» SELECTED PASSAGE
----------------------------------------

We compared each GS result against all DM2-associated genes in the way mentioned in the last paragraph, i.e., using hypergeometric distribution-based significance enrichment evaluation with Benjamini false-discovery rate correction, to detect functional gene subsets enriched by the selection. The relative selective performance of four different GS models is presented in Fig. 5, with more selected DM2-associated subsets indicating better selective performance. All four methods produce similar results when used to select 100 genes. Note, however, that with increasing numbers of selected genes all three of the modified GS models (MiGS, NeGS and MiNeGS) identify more DM2-associated gene sets than the classical GS model, whose identification rate does not change. MiNeGS identified the most DM2-associated gene subsets when 200 or 300 genes were selected by each model, and tied with the NeGS model upon selection of 100 or 400 genes.

Figure 5
Comparisons in terms of biological meaning.

----------------------------------------

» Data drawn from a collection
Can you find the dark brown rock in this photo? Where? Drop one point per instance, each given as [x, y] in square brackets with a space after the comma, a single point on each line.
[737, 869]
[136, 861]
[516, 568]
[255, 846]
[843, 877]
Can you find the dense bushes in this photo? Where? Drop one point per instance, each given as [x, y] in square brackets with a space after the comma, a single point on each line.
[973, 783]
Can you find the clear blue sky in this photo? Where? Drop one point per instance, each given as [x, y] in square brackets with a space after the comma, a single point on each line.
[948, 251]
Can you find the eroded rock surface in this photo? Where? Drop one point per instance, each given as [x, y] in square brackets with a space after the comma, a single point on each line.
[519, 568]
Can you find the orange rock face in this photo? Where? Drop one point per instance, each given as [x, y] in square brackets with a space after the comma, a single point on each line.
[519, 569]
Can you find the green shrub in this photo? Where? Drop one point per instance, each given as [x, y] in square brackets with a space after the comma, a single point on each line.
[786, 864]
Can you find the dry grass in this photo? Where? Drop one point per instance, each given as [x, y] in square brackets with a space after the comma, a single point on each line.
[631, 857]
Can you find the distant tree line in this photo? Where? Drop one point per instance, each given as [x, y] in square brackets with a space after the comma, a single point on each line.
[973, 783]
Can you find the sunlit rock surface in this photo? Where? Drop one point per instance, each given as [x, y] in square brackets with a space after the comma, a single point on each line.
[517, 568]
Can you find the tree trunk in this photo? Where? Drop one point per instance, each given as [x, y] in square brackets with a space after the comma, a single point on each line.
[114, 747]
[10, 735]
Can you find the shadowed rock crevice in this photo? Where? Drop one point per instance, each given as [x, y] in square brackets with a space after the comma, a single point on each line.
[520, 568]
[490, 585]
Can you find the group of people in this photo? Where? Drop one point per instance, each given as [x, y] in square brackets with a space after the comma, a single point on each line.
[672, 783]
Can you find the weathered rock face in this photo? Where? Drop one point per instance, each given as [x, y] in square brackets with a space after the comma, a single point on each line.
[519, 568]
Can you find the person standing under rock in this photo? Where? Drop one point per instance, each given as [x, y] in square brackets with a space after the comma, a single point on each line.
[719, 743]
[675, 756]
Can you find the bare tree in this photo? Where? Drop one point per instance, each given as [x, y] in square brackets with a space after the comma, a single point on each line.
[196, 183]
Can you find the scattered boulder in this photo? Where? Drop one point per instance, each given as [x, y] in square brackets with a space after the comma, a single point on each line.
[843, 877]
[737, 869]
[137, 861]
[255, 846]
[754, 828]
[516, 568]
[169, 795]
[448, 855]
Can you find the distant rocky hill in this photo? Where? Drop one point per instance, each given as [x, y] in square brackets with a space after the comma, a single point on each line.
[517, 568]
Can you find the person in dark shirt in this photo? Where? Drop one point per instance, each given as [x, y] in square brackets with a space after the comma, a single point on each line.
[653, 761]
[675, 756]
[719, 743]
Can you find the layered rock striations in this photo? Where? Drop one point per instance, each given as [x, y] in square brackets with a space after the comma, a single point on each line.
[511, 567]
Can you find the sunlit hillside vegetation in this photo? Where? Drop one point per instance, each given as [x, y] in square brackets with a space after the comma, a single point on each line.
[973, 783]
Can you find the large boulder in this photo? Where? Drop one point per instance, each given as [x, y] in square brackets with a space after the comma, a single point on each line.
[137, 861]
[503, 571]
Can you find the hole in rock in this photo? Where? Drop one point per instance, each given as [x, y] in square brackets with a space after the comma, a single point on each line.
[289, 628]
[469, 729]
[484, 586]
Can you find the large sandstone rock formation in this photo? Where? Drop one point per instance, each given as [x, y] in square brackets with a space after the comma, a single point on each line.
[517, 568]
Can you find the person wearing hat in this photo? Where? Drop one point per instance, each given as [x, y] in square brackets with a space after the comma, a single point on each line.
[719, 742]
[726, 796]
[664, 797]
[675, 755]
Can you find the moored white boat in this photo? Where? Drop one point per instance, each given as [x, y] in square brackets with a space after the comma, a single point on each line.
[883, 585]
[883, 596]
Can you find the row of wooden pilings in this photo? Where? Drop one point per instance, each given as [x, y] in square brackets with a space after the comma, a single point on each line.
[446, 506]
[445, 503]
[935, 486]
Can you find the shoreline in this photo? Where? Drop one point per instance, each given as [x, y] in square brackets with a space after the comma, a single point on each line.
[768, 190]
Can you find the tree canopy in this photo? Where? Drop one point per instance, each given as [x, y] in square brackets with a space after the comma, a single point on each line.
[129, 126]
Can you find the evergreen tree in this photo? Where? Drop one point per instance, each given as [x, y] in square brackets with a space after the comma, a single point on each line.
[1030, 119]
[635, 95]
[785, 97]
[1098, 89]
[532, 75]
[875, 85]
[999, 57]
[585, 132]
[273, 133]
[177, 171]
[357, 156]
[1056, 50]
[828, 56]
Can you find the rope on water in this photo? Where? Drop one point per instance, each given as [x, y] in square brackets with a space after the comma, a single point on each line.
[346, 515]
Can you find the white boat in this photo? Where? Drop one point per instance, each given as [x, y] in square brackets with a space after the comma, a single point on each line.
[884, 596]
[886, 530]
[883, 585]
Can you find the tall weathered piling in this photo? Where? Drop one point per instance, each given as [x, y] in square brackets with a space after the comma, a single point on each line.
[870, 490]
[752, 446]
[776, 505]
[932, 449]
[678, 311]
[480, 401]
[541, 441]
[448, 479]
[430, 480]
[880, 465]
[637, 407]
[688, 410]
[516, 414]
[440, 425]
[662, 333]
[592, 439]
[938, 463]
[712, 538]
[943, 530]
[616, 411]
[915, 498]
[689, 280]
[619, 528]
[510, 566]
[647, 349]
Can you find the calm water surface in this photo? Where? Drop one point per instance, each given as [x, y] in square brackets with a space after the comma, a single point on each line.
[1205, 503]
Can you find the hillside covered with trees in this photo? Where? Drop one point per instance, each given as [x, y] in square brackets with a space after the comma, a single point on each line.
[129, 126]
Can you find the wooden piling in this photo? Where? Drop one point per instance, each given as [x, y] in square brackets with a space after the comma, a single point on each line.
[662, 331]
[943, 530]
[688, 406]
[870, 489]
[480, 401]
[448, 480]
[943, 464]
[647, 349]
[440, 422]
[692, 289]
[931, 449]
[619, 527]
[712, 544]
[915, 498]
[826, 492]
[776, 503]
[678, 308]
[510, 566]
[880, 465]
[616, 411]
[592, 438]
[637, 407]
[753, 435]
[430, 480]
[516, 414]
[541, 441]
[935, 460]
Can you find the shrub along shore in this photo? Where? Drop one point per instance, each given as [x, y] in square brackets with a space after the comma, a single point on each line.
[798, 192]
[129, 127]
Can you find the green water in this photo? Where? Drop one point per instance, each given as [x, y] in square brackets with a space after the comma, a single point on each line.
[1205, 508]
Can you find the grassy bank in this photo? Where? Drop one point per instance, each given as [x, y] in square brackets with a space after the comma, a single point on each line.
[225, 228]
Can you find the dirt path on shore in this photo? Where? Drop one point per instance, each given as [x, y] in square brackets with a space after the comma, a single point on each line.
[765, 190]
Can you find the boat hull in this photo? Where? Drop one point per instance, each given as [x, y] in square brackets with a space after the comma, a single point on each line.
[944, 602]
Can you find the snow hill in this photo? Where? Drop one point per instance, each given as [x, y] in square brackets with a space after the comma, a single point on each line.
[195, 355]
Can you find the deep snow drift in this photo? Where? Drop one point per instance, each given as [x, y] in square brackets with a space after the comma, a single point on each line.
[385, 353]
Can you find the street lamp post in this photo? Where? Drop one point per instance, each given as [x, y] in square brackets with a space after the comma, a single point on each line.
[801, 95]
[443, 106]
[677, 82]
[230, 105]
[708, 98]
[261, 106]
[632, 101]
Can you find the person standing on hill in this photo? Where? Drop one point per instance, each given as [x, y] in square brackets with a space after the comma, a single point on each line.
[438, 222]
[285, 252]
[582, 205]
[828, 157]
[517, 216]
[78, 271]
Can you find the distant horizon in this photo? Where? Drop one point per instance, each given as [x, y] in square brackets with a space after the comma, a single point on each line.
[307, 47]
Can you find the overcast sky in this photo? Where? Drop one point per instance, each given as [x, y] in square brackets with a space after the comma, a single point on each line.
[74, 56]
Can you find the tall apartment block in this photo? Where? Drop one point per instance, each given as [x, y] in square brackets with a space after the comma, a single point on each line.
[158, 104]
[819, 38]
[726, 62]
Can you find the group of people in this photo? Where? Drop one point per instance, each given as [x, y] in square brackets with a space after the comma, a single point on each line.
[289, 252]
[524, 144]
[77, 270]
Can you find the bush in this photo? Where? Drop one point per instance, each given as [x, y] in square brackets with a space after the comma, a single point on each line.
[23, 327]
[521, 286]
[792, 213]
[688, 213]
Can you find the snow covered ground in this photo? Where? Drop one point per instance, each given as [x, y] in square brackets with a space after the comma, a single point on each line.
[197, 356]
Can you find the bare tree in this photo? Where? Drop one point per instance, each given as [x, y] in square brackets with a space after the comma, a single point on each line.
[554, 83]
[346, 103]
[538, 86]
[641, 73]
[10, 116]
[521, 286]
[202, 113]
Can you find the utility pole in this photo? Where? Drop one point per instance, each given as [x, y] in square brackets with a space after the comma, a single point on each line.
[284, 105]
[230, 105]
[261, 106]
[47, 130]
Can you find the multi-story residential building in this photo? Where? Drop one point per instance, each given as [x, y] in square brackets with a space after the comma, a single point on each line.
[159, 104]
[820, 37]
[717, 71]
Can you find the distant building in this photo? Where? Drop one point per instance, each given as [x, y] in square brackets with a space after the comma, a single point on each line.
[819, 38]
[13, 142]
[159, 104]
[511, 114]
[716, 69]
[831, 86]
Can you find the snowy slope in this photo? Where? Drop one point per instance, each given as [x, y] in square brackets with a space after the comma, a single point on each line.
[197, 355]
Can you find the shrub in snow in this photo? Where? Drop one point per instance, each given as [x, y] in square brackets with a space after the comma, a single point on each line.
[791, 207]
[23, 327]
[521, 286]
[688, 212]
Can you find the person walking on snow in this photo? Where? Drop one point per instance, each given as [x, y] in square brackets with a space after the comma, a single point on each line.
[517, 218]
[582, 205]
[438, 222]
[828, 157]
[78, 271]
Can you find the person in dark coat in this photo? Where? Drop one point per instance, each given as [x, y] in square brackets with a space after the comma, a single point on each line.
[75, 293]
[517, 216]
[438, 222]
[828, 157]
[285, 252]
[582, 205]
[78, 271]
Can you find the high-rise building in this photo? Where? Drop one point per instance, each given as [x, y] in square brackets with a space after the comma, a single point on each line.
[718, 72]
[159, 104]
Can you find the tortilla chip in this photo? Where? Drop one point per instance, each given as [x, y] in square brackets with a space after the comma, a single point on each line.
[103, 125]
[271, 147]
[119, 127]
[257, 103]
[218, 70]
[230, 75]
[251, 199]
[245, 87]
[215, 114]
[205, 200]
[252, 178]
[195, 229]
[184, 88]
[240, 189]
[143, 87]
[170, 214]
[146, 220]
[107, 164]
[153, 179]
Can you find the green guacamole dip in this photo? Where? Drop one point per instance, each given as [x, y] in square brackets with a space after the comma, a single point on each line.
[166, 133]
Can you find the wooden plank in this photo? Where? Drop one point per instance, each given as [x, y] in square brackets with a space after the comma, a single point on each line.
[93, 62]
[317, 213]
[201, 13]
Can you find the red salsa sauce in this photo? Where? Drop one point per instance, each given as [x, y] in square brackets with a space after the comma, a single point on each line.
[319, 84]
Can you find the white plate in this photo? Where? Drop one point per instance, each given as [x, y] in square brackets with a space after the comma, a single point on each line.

----------------------------------------

» EXPLORE THE MATERIAL
1. Name every GS model that the passage on DM2 gene selection compares.
2. According to the DM2 gene selection passage, which model identified the most DM2-associated gene subsets when 200 or 300 genes were selected?
3. Please carry the DM2 gene selection passage forward, starting after its final line.

» RESPONSE LIST
1. The classical GS model, MiGS, NeGS, and MiNeGS

2. MiNeGS

3.
MiNeGS detected 35 DM2-associated functional subsets, with a p-value<0.1, when used to select 300 genes. The subsets with the highest significance (p-value<0.01) amongst these 35 subsets are listed in Table 2. This list covers a number of DM2-assocated processes or functions, such as fatty acid oxidation, hormone activity, insulin signaling, and glucose metabolism, among others. Based on these results, MiNeGS offers a clear advantage over classical GS in the identification of functional gene sets when used to select increasing numbers of genes, and performs as well or better than NeGS when used to select any number of genes.

Table 2
Gene subsets enriched by highly significant (corrected p value<0.01) MiNeGS genes.

F. Conclusions

Microarray data analysis for the selection of candidate genes is often the crucial step in the analysis of the molecular mechanisms of complex biological phenomena and diseases. Gene network information has been incorporated into microarray-based GS studies to reflect the fact that a gene may interact with several other genes to exert its phenotype.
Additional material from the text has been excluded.